Swap "Pick out" for "Mark" in the lines from the one containing "Pick out the white sign" through the end of the records, inclusive, and write out only those lines with nothing else changed. Don't include the pictures.

::::::

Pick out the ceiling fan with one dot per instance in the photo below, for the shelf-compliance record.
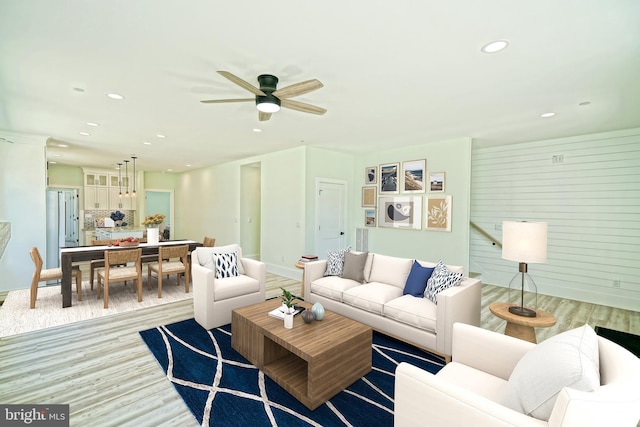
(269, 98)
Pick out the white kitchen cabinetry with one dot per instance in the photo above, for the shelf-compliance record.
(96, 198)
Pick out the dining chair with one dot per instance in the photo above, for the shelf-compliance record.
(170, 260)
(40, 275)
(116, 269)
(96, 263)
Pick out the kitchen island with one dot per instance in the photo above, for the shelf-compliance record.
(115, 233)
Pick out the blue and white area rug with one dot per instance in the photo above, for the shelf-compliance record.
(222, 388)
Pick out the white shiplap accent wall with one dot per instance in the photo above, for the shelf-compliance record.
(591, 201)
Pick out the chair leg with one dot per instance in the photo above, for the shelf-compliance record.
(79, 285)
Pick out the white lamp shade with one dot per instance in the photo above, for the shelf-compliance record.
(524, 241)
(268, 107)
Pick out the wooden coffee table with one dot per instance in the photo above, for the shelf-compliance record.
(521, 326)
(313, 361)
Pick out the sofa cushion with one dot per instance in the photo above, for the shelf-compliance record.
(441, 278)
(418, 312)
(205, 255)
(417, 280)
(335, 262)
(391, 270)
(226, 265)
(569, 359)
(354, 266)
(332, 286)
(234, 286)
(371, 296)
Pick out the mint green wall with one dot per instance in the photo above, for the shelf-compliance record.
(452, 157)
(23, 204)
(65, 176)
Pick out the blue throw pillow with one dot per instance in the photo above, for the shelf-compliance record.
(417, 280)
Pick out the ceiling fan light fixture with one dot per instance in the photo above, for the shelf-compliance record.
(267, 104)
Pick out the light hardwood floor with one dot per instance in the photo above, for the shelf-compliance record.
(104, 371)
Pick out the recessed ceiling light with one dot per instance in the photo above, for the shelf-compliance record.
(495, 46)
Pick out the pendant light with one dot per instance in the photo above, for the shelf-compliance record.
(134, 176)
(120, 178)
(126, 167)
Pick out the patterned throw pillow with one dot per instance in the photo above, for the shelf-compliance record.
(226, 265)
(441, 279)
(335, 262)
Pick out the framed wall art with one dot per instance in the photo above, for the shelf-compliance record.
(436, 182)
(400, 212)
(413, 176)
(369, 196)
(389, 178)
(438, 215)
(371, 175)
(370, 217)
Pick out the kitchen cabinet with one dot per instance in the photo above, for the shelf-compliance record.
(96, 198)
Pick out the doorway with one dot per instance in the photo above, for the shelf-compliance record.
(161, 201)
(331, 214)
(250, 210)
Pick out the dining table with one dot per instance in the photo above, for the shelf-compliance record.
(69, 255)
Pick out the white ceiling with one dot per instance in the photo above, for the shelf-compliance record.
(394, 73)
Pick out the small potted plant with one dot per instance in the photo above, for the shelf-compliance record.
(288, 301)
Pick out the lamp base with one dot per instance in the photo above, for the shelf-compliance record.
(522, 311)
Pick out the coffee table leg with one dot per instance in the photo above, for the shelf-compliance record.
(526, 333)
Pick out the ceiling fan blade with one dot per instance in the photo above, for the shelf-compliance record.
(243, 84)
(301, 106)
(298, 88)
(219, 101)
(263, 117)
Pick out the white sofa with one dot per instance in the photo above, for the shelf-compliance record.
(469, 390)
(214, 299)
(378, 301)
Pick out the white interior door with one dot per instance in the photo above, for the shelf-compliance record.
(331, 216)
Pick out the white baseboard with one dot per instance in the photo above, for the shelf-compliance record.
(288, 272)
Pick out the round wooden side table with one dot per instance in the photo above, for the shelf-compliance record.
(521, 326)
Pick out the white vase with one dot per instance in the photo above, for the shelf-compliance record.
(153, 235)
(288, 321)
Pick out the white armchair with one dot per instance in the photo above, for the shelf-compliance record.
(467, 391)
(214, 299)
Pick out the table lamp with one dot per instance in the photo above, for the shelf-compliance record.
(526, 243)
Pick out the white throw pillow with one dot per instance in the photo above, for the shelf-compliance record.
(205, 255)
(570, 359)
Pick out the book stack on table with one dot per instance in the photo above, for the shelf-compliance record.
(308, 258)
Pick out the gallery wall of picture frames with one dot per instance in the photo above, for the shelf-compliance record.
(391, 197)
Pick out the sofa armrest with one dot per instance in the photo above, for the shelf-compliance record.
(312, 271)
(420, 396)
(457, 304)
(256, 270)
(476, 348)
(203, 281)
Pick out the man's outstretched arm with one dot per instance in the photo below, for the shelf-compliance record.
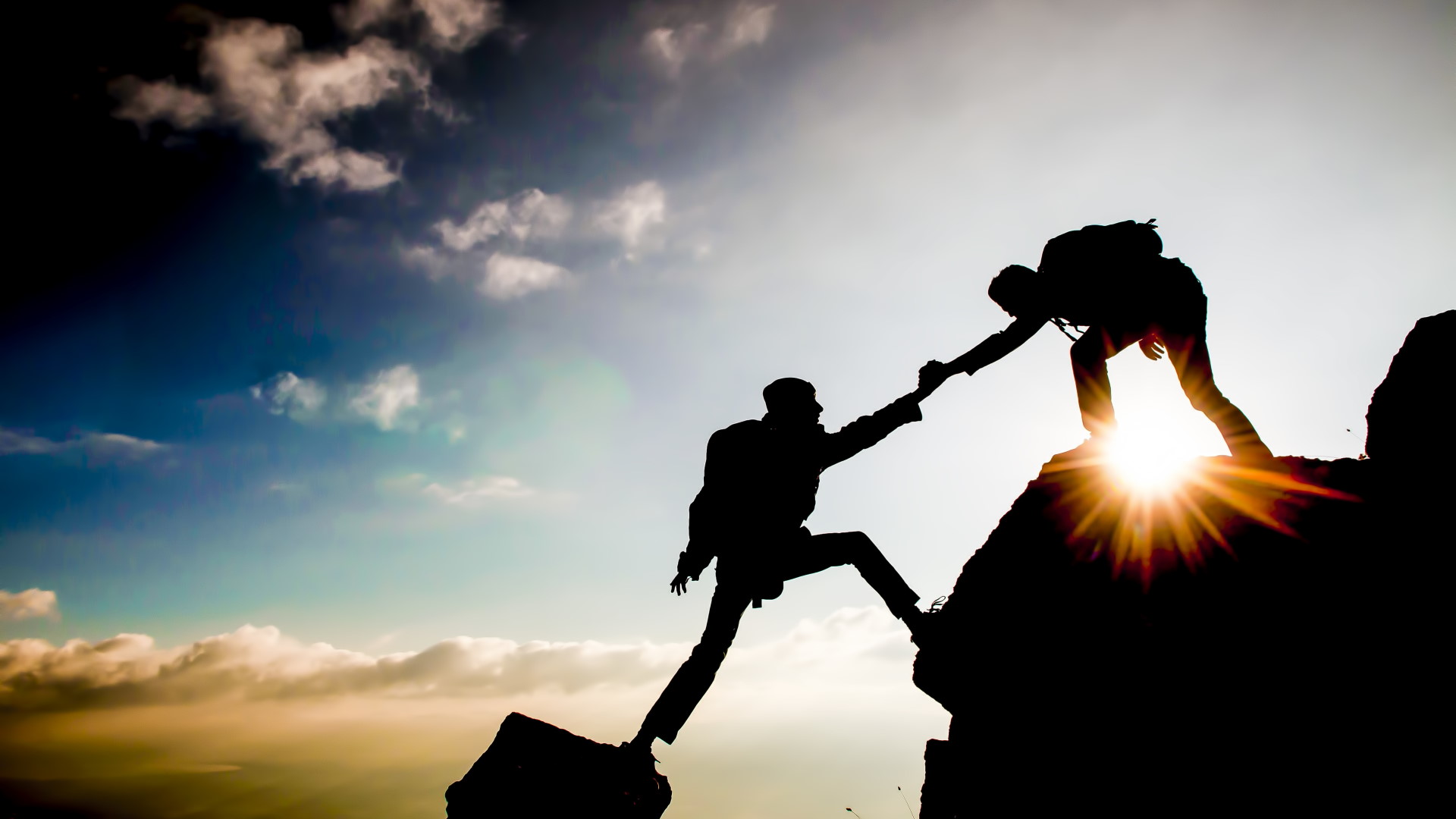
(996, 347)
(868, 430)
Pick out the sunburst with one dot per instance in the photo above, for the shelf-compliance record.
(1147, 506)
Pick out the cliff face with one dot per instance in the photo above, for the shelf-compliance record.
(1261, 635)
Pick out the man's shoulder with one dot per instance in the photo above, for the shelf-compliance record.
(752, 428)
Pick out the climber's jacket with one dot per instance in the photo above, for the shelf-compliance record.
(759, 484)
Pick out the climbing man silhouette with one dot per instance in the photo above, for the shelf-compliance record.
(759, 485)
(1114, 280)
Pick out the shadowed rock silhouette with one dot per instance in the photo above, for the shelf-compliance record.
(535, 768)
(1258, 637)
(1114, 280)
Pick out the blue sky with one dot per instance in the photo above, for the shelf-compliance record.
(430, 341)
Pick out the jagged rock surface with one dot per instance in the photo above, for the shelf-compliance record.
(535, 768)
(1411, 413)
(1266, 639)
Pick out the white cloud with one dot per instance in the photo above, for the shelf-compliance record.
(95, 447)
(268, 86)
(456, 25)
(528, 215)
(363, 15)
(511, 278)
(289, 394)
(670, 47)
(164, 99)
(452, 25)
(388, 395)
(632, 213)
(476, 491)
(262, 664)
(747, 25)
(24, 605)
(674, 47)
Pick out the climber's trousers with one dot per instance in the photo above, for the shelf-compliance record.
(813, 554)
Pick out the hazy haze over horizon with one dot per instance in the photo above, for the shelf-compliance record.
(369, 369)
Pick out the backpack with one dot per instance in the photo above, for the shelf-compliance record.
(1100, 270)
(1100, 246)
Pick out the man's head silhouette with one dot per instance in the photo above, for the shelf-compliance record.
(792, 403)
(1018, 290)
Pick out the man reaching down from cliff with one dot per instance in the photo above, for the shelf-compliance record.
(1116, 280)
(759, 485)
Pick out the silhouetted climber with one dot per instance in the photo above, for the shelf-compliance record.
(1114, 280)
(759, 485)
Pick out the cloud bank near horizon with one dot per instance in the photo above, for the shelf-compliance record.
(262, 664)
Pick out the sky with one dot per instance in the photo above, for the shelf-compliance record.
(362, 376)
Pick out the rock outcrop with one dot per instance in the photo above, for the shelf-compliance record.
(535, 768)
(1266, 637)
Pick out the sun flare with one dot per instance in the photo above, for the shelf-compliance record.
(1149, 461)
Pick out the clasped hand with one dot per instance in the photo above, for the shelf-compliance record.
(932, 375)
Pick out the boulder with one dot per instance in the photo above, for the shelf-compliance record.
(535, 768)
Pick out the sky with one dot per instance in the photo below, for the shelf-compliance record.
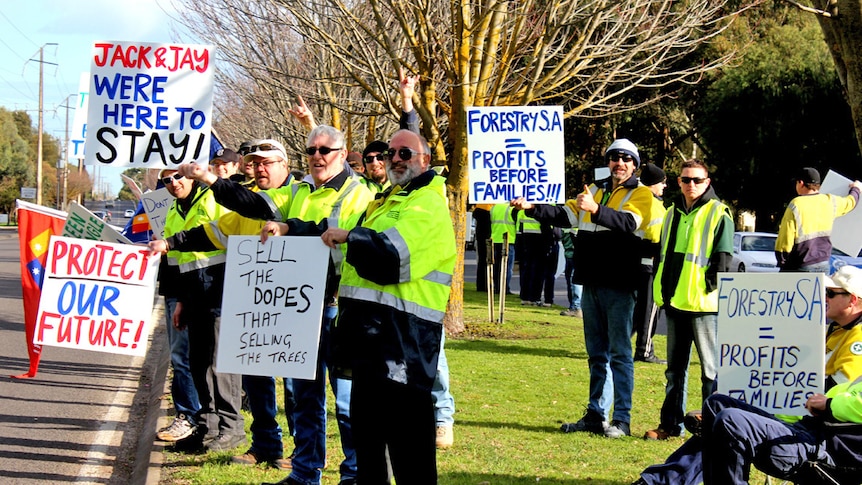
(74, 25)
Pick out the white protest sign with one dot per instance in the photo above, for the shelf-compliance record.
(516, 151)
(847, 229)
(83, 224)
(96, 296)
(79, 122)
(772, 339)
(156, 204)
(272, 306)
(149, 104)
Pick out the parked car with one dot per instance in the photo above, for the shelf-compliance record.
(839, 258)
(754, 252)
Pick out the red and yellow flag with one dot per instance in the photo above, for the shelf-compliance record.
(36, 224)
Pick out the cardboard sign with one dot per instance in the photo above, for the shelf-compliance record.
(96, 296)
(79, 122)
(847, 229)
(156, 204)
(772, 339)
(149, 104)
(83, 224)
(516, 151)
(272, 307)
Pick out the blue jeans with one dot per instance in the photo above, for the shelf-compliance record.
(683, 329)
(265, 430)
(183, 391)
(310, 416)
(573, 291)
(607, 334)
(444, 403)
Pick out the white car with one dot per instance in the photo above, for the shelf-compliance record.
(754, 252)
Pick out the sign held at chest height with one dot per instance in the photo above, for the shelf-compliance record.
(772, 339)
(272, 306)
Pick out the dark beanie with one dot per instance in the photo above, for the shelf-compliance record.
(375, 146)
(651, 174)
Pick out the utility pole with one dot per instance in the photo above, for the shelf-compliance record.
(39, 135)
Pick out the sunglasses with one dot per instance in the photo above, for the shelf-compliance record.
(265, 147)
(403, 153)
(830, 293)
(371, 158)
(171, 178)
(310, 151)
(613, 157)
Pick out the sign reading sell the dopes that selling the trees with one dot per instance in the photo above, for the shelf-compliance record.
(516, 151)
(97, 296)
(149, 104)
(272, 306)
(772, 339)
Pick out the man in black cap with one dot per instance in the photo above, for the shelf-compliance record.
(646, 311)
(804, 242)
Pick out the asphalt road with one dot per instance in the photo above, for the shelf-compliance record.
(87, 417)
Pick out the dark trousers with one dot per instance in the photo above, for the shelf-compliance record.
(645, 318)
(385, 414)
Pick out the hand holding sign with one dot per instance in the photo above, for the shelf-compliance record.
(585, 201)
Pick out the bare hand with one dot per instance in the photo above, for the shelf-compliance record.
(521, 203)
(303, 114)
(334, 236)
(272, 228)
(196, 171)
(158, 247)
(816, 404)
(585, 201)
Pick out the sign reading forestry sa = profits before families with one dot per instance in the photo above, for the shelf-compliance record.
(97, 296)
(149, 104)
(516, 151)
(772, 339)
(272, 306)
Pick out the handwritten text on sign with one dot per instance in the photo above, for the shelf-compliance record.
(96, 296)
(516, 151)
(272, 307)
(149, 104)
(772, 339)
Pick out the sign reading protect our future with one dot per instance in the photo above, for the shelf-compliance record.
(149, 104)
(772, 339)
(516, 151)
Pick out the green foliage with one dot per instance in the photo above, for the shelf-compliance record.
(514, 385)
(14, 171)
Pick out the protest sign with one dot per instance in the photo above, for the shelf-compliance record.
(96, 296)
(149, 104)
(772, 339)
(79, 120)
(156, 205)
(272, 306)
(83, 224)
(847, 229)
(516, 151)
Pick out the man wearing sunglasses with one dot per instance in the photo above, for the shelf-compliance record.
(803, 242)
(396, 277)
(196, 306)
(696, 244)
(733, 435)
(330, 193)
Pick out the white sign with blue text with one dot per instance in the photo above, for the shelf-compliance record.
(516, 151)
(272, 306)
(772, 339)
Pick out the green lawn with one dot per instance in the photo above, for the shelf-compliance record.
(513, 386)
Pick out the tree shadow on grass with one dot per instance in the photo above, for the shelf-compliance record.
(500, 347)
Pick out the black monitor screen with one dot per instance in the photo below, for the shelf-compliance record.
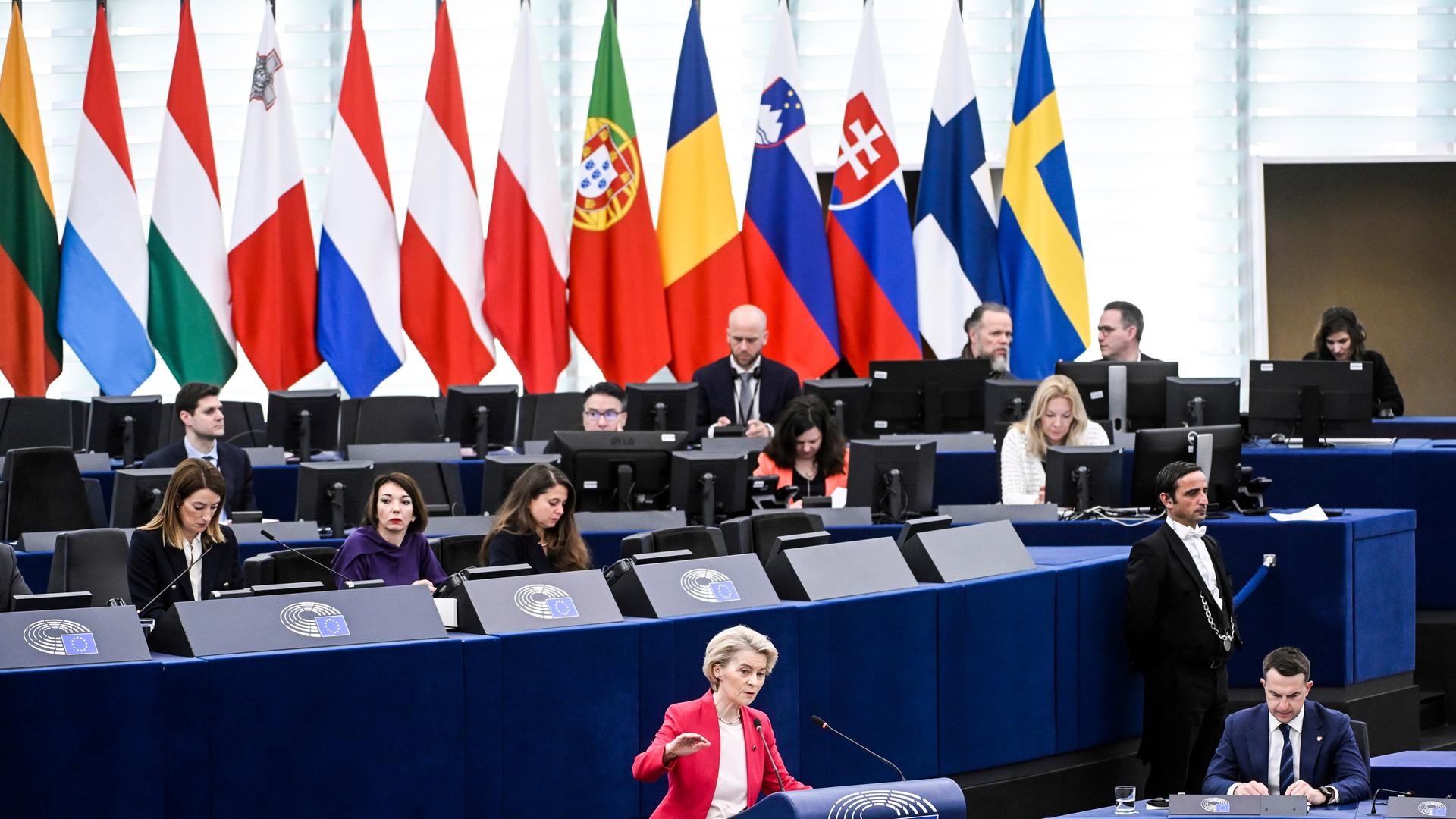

::::::

Solution for this task:
Mark the white sign with blue text with one dot per instance in the photo above, for the shelf-compliance record.
(516, 151)
(272, 306)
(772, 339)
Mark the green lawn with one dot per instance in the photo above, for the shelf-compliance record.
(513, 386)
Mark the tree shadow on grass with one dot per instance in the photo above, for the shelf-compliance record.
(500, 347)
Mark the black monitor screen with one dot per instance in the photo below, for the shelf-compliance record.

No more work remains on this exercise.